> _THE PROBLEM_: The copy you give must match the records exactly, except that it holds no images.

> _Image point grounding data_:

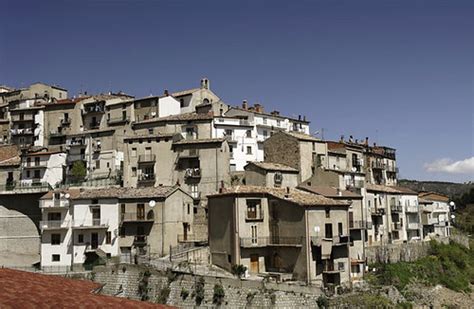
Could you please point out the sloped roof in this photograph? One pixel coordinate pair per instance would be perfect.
(296, 196)
(330, 192)
(9, 155)
(22, 289)
(273, 166)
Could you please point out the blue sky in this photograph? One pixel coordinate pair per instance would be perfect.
(400, 72)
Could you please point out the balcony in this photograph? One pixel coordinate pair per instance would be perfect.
(147, 158)
(413, 226)
(396, 208)
(135, 217)
(25, 131)
(140, 240)
(250, 242)
(144, 178)
(90, 224)
(357, 224)
(54, 224)
(378, 165)
(118, 120)
(193, 173)
(66, 122)
(396, 226)
(411, 208)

> _OUTPUT OF THE TASK_:
Could you please point out the sloped roof in this photograph? One pixel coordinate pair per instance would be perfect.
(296, 196)
(330, 192)
(9, 155)
(22, 289)
(273, 166)
Could you please point out the blue sky in this photograph? One pixel coordinate pair per instance would be perfect.
(400, 72)
Could you please point out the balcony in this photograph? One pixel coordinate pair per instance would be perfect.
(147, 158)
(413, 226)
(396, 208)
(135, 217)
(25, 131)
(140, 240)
(250, 242)
(144, 178)
(90, 224)
(357, 224)
(54, 224)
(378, 165)
(118, 120)
(193, 173)
(66, 122)
(396, 226)
(411, 208)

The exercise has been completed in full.